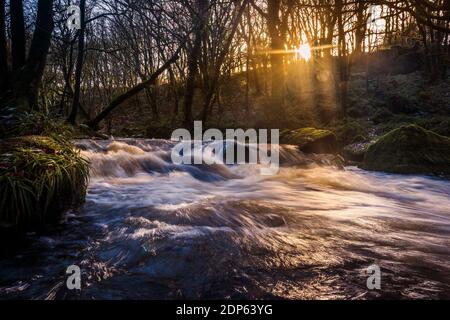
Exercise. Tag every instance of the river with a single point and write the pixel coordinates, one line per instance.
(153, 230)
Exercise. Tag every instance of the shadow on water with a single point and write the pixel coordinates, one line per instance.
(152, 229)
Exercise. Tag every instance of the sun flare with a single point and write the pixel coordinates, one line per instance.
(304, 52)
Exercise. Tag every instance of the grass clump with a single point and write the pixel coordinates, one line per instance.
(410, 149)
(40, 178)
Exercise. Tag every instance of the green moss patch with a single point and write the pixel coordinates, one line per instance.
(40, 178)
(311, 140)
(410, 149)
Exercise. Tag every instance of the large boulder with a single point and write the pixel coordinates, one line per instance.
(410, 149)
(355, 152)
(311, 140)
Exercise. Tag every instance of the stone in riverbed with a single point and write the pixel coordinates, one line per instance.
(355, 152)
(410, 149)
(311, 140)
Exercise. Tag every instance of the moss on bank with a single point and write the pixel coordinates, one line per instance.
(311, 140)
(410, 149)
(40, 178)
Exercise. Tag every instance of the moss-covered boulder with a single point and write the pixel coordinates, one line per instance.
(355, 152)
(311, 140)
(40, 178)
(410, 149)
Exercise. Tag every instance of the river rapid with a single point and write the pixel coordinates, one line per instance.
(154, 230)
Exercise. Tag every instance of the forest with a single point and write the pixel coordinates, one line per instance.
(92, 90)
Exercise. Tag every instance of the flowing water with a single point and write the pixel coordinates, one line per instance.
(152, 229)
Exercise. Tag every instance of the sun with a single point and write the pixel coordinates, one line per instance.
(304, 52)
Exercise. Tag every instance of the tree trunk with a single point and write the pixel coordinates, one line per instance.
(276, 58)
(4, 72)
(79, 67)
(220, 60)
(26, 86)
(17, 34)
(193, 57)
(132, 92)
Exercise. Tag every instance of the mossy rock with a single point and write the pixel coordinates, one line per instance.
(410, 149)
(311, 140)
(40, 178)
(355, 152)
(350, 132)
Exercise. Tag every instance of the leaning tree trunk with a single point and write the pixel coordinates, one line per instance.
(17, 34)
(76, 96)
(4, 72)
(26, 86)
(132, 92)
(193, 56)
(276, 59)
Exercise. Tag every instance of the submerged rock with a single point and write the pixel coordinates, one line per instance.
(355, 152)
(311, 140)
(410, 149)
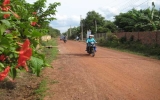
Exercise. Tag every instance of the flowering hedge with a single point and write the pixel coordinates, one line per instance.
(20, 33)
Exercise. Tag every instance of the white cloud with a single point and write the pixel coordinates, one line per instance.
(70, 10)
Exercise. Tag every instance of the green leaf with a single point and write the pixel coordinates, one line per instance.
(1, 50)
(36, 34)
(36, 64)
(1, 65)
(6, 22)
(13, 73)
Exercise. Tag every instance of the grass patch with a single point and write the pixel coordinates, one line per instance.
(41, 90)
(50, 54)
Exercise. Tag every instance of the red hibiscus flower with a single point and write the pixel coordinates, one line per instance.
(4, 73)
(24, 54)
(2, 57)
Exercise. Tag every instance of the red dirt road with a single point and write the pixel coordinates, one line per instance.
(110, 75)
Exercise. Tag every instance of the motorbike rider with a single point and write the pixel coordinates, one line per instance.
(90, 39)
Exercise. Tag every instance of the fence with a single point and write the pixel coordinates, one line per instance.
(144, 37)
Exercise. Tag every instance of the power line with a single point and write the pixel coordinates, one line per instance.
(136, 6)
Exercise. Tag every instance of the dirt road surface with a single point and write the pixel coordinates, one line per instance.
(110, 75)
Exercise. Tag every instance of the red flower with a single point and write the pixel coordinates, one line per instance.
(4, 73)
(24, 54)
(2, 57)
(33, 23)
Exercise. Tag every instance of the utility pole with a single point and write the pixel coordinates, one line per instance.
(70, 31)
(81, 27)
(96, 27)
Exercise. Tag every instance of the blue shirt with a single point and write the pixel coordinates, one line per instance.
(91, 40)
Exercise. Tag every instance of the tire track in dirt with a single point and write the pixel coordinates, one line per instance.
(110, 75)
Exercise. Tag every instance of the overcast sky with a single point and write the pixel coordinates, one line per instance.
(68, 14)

## Instruction
Print from the line containing "Exercise. Tag every instance of the white" to the last line above, exactly as written.

## Completed task
Exercise. Tag every instance of the white cloud with a single point and write the pixel coordinates, one line per instance.
(70, 10)
Exercise. Tag every instance of the green leaf with a single point and write the pixel coordinates, one line per instance.
(1, 50)
(36, 34)
(36, 64)
(1, 65)
(6, 22)
(13, 73)
Exercise. Tag every instance of the grass patch with a single point and write the pixel coordinates, one line per instance.
(41, 90)
(50, 54)
Exercise. Tag every instance of the red hibiscus flower with a single point and write the pixel coordinates, one line per instance.
(4, 73)
(24, 54)
(2, 57)
Exercise. Tag every instance of the red dirt road with a single point and write the pixel coordinates, one line per instance.
(110, 75)
Exercise. Tag every instance of the motorbike rider with a single point and write the pixel coordinates, one line per instance.
(90, 39)
Exercise. Tag every instance of the fence with a single point and write the pixel coordinates, one line per instance.
(144, 37)
Exercise. Tag every instance of the power line with a single point and write the pixel coordinates, one line per instance.
(136, 6)
Exercise. Tag every instance of the dirt road surface with a single point and write the pixel coordinates, one line per instance.
(110, 75)
Exercise. Tag every instance of the red flower with a single point and write the pixel coordinates, one line per instance.
(4, 73)
(24, 54)
(2, 57)
(33, 23)
Exercise. Tag every instance of the utility pole with a single point and write the pixel coordinates, one line per instance.
(70, 31)
(81, 27)
(96, 27)
Exercise. Tag every instance of the blue shirt with a single point and write the pixel coordinates, one line per instance.
(91, 40)
Exercise. Tag every instance of the tire track in dirt with a single point and write the pixel coordinates, one line per instance.
(110, 75)
Exercise. Tag every instance of the overcast sky with a single point and write the pixel coordinates, one line per instance.
(68, 14)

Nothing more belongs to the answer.